• _Written tasks_:
[a] In the passage on the advisory vote on executive compensation, on which pages is the EXECUTIVE COMPENSATION section of the Proxy Statement located?
[b] Resume the passage on the advisory vote on executive compensation, starting after its final sentence.

ADVISORY VOTE ON EXECUTIVE COMPENSATION

 

The Dodd-Frank Wall Street Reform and Consumer Protection Act of 2010, called the “Dodd-Frank Act,” enables Isis’ stockholders to vote to approve, on an advisory (nonbinding) basis, the compensation of our Chief Executive Officer, Chief Financial Officer and our two other executive officers, called our “named executive officers” as disclosed in this Proxy Statement in accordance with the SEC’s rules.

 

We are asking our stockholders to indicate their support for our named executive officer compensation as described in this Proxy Statement.  This proposal, commonly known as a “say on pay” proposal, gives our stockholders the opportunity to express their views on the compensation paid to our named executive officers.  This vote is not intended to address any specific item of compensation, but rather the overall compensation of our named executive officers and the philosophy, policies and practices described in this Proxy Statement.  Accordingly, we are asking our stockholders to vote “FOR” the following resolution at the Annual Meeting:

 

“RESOLVED, that Isis’ stockholders approve, on an advisory basis, the compensation of the named executive officers, as disclosed in this Proxy Statement for the 2012 Annual Meeting of stockholders pursuant to the compensation disclosure rules of the Securities and Exchange Commission.”

 

We recommend you carefully review the EXECUTIVE COMPENSATION section of this Proxy Statement located on pages 39 through 46.  Below is a high-level summary of some of our compensation practices.  This summary is qualified by the detailed disclosure contained in the EXECUTIVE COMPENSATION section of this Proxy Statement.

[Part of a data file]

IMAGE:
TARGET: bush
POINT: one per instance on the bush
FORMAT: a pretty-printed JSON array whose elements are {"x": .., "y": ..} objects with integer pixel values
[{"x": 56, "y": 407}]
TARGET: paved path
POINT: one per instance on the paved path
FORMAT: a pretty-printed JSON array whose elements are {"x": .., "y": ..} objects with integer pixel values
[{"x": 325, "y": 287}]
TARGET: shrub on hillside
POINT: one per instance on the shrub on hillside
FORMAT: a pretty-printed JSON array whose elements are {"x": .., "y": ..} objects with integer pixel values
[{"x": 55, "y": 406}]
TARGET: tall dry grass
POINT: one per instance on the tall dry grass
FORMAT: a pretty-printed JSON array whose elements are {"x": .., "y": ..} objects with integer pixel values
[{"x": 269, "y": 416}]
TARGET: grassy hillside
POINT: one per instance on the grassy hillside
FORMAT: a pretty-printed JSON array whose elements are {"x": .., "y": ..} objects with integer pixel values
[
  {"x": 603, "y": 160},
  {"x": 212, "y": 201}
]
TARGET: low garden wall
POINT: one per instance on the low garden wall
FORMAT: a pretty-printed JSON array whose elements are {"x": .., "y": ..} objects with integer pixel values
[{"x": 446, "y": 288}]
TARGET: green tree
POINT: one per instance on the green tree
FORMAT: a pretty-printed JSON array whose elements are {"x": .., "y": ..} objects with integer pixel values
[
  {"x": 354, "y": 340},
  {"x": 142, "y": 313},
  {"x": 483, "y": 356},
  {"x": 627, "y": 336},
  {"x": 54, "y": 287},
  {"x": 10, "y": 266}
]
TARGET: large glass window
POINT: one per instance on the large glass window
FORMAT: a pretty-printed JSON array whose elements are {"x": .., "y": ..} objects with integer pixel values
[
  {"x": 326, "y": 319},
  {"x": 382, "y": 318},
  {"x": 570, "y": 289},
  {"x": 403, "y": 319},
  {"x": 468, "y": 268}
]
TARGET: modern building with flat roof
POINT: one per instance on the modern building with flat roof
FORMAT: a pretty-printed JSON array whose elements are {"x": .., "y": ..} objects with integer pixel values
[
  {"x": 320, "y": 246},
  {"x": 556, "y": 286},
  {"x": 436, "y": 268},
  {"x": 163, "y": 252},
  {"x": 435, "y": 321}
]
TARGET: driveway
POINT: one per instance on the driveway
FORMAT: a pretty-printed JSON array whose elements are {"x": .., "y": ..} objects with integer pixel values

• _Solved problems_:
[a] Pages 39 through 46.

[b]
·                  we use a combination of compensation vehicles that provide a balanced mix of fixed and variable cash incentives, and long-term equity incentives;

 

·                  our cash bonuses are not guaranteed, meaning that they are 100% at risk, and include a multiplier based on both individual and Isis’ performance where the multiple can be less than one;

 

·                  our Compensation Committee sets a strict budget for equity awards and salary increases given to all employees under the annual merit review;

 

·                  our change of control agreements require a “double trigger” before we make a cash payment to an eligible executive officer;

 

·                  our policies do not provide for “gross-up” payments, except for relocation which applies equally to all eligible employees;

 

·                  our policies do not provide for perquisites for any employees, including our executive officers;

 

·                  we have a progressive contribution premium for our health care benefits, which means the more money an Isis employee makes, the more he or she contributes to the costs of his/her family’s health care;

 

·                  we incorporate a number of features into our compensation philosophy and objectives to mitigate the risk that our compensation policies and practices could encourage unnecessary or imprudent business risk taking;

 

·                  the 1989 Plan and the 2011 Plan prohibit the repricing of any options outstanding under such plans, unless approved by our stockholders;

 

·                  the 1989 Plan and the 2011 Plan require minimum vesting periods, except in the case of death, disability, retirement, or a change of control; and

 

·                  our ESPP requires employees to hold shares they purchase under the ESPP for a minimum of six months.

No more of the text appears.